_Detalhes da tarefa_
Reescreva os dados abaixo substituindo "large boulder" por "big rock" e mantendo todo o resto igual.

(Linhas de dados de anotação de caixas)
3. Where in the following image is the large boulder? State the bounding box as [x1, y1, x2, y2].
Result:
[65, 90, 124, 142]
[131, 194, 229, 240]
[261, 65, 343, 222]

_Tarefa concluída_
3. Where in the following image is the big rock? State the bounding box as [x1, y1, x2, y2].
Result:
[65, 90, 124, 142]
[131, 194, 229, 240]
[261, 65, 343, 222]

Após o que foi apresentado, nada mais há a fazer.